** Start of SOURCE RECORDS **

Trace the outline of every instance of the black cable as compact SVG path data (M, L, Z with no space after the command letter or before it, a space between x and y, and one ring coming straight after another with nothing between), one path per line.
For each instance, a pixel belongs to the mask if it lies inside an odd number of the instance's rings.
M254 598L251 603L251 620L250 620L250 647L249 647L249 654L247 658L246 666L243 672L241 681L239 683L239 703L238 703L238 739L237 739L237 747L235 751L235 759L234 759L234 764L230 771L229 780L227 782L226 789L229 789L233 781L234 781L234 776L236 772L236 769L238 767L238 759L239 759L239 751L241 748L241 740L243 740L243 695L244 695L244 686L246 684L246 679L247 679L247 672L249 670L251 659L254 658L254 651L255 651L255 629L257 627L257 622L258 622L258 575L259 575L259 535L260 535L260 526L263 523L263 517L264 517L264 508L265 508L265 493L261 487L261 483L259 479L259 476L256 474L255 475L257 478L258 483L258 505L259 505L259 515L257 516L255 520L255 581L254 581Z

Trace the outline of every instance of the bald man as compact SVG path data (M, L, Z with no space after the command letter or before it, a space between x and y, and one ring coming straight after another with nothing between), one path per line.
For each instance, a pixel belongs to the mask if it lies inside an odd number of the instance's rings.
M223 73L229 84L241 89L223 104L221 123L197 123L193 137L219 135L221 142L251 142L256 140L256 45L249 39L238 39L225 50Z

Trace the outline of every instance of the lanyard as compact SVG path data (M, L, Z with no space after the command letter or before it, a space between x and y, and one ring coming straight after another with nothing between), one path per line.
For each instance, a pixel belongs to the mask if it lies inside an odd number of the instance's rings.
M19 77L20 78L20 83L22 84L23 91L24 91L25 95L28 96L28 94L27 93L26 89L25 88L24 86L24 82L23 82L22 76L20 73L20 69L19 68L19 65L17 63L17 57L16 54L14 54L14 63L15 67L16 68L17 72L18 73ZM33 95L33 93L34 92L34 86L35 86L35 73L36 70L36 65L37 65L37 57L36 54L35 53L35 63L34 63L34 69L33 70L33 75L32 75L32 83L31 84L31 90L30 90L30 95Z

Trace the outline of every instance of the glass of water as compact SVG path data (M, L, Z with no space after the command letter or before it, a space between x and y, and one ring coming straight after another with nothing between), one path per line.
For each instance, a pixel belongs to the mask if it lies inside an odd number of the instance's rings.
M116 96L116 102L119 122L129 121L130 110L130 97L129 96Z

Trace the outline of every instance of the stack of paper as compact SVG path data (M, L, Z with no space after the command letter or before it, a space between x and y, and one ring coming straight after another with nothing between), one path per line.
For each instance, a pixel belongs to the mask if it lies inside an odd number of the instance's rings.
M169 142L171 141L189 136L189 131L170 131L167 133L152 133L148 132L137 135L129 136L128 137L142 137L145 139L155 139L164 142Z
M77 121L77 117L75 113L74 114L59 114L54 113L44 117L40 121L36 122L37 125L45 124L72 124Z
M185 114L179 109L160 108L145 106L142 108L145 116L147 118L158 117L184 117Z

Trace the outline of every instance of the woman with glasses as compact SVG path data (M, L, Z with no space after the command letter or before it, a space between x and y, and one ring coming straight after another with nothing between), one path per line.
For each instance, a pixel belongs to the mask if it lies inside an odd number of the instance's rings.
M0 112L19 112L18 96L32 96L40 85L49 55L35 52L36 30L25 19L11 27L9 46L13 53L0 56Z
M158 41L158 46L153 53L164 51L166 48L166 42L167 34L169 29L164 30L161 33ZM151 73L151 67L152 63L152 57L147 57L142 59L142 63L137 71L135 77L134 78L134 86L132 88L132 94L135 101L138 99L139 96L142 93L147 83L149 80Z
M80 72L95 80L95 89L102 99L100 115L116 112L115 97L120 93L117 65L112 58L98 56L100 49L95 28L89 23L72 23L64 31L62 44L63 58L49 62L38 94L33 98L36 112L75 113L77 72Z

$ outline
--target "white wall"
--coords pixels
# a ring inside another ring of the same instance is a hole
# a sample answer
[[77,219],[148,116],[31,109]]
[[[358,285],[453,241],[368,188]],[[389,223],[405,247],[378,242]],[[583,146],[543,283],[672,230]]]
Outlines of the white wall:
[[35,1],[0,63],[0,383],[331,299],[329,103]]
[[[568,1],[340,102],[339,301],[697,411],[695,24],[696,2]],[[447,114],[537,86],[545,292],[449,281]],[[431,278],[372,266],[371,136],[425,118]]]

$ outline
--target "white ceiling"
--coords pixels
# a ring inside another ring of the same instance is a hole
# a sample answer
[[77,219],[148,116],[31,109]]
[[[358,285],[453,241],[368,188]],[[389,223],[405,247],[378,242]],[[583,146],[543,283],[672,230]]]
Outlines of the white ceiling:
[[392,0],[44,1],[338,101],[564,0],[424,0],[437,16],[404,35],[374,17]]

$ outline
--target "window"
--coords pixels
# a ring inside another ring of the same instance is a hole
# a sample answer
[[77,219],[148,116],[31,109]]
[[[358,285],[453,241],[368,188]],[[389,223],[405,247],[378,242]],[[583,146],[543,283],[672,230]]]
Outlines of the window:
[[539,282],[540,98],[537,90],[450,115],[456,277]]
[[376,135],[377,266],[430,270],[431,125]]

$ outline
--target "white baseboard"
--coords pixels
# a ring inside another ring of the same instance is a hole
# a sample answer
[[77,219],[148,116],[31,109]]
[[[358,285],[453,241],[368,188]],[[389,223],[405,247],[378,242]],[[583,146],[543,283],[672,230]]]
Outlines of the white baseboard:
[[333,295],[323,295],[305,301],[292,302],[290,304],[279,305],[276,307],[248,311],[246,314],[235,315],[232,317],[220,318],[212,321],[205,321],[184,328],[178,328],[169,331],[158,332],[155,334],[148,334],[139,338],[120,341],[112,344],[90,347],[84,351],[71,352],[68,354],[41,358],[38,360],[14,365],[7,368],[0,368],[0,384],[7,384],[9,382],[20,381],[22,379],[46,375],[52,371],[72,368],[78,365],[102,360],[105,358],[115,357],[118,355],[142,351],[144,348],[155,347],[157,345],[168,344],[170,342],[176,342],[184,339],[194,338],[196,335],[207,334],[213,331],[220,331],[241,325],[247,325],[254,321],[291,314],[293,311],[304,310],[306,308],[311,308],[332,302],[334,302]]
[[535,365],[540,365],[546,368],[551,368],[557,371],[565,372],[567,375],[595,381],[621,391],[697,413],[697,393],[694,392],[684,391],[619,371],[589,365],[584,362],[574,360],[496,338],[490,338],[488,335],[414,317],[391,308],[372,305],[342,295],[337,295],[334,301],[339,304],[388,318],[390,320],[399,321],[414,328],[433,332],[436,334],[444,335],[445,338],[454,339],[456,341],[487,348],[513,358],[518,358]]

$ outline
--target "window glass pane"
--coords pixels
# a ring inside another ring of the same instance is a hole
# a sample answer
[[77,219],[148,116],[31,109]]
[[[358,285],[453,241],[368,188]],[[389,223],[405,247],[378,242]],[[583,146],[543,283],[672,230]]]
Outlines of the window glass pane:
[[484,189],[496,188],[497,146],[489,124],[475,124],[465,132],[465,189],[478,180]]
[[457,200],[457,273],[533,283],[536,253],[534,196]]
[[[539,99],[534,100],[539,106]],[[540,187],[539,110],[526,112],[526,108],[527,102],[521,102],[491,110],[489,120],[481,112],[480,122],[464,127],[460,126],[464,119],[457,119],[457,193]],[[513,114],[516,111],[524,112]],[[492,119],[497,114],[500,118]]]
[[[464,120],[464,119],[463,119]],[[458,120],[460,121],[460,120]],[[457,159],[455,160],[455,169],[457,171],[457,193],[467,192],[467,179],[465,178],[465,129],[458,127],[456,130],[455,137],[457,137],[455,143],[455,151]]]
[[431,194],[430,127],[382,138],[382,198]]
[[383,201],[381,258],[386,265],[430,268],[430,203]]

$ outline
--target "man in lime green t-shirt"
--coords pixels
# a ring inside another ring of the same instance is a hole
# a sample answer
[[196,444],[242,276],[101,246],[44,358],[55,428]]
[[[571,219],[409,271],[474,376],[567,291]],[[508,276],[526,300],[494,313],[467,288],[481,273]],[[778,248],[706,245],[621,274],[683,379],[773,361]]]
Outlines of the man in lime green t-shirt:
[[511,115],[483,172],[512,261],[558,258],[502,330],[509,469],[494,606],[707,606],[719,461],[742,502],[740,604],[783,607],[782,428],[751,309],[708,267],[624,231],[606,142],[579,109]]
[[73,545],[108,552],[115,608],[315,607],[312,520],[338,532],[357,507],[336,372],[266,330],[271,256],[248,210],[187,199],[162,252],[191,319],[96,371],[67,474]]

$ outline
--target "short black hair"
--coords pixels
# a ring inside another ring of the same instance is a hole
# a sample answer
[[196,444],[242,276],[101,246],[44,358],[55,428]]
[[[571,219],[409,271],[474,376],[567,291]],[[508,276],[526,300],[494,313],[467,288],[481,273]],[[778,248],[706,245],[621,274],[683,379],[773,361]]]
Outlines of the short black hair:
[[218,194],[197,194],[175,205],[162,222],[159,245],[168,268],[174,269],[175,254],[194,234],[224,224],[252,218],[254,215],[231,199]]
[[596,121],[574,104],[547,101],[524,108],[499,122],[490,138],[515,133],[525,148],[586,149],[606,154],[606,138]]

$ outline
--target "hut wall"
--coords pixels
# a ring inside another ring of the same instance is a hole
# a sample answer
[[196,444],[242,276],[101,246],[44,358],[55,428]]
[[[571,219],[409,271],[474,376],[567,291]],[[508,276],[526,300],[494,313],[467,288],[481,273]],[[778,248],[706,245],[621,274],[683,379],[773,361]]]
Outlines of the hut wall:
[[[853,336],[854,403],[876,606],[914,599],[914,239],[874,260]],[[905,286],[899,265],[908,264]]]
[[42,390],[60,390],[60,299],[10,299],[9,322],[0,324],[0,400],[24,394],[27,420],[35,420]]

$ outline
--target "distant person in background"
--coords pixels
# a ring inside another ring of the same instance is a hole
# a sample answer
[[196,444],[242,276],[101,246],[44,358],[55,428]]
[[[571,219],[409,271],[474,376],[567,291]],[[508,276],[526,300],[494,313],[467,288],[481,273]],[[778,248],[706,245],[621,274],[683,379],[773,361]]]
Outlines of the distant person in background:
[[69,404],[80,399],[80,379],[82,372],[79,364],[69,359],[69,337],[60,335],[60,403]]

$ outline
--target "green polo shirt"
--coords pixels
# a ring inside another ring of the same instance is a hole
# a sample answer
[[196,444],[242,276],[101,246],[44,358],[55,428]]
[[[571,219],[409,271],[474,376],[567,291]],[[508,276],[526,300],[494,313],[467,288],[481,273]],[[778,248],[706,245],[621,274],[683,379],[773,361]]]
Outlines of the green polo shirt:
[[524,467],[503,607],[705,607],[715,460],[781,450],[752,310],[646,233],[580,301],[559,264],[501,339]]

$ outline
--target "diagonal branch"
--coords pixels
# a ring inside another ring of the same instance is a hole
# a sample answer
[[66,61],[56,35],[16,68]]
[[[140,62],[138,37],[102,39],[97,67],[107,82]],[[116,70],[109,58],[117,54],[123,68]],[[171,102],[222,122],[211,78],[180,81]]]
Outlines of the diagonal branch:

** End of SOURCE RECORDS **

• EXERCISE TASK: Take the lines from the start of the listing through the line with "M223 73L229 84L241", switch "rings" to "loops", and write those lines out again with nothing else altered.

• OUTPUT FOR THIS EXERCISE:
Trace the outline of every instance of the black cable as compact SVG path data (M, L, Z with no space after the command letter or before it, a space between x and y, and one ring coming straight after another with nothing between), one path per line.
For each instance, a pixel belongs to the mask if it lies inside an odd number of the instance's loops.
M254 598L251 603L251 620L250 620L250 647L249 647L249 654L247 658L246 666L243 672L241 681L239 683L239 703L238 703L238 739L237 739L237 747L235 751L235 759L234 759L234 764L230 771L229 780L227 782L226 789L229 789L233 781L234 781L234 776L236 772L236 769L238 767L238 759L239 759L239 751L241 748L241 740L243 740L243 695L244 695L244 686L246 684L246 679L247 679L247 672L249 670L251 659L254 658L254 651L255 651L255 629L257 627L257 622L258 622L258 575L259 575L259 535L260 535L260 526L263 523L263 517L264 517L264 508L265 508L265 493L261 487L261 483L259 479L259 476L256 474L255 475L257 478L258 483L258 505L259 505L259 515L257 516L255 520L255 581L254 581Z

Trace the outline of every instance of the bald man as compact SVG path data (M, L, Z with no space after the command letter or before it, a space between x and y, and one ring coming straight after another with nothing between), one path per line.
For each instance, a pixel belongs to the mask if it lies inside an odd number of the instance's loops.
M223 73L229 84L241 89L223 104L221 123L197 123L193 137L219 135L221 142L251 142L256 140L256 45L249 39L238 39L225 50Z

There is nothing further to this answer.